▶ [EXERCISE PROMPT]: When you reach the line that has "Target: white toilet" in the material below, reproduce it and each line after it exactly, through the last one.

▶ [DATA SUPPLIED]:
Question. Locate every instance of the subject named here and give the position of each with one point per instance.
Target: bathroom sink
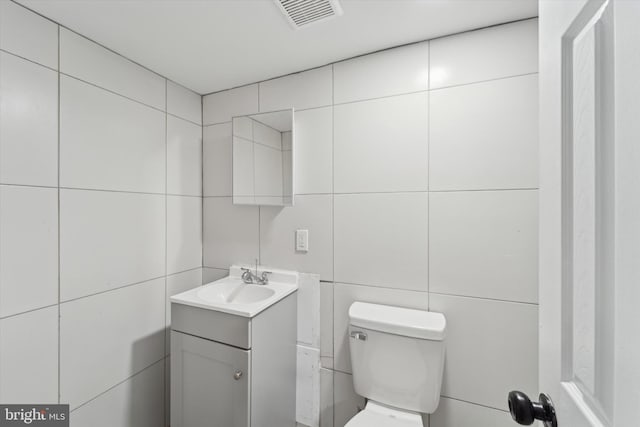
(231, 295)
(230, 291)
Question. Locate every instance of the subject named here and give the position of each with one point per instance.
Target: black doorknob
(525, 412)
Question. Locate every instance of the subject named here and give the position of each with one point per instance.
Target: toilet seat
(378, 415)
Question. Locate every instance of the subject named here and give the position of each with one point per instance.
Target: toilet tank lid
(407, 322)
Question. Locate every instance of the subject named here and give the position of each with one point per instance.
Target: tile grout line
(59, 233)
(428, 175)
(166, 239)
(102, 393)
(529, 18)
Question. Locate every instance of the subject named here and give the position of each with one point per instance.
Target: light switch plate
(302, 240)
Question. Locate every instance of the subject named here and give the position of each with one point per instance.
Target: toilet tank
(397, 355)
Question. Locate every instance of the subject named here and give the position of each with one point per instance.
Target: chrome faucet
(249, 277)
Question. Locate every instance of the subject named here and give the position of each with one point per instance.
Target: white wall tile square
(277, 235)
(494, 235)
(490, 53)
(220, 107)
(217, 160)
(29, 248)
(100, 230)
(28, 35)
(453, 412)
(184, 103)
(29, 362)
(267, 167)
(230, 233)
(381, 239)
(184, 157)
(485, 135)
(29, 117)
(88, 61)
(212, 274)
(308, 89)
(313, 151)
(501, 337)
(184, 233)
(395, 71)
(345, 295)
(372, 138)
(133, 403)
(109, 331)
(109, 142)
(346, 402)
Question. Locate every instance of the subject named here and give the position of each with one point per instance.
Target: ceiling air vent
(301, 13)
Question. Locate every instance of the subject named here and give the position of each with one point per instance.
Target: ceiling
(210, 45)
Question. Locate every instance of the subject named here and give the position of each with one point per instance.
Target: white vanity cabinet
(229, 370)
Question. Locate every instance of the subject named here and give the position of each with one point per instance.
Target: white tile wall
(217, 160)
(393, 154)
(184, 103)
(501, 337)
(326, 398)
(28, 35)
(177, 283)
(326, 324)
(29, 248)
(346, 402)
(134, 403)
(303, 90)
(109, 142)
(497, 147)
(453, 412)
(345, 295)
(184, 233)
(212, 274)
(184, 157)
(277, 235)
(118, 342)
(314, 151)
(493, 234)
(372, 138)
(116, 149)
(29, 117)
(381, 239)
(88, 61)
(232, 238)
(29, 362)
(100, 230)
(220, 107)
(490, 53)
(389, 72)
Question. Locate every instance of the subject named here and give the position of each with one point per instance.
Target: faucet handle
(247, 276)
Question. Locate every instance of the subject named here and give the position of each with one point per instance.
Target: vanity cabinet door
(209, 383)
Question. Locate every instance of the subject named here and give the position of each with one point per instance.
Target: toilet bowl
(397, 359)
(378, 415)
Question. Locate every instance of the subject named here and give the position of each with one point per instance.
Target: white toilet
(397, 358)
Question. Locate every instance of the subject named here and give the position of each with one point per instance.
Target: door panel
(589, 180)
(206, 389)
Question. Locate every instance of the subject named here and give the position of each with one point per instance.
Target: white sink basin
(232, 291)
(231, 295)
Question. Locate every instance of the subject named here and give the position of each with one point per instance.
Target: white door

▶ [TASK ANSWER]:
Target: white toilet
(397, 358)
Question. Locate every instance of the subject named here and give the position of each with one point per instance.
Target: door panel
(589, 180)
(206, 389)
Question. Locate every instance of the subject named here and give the position of each with one point per instance.
Target: white sink basin
(232, 291)
(231, 295)
Question. Locate every instance of the subject named here and give the position of each with one point per instance.
Target: white door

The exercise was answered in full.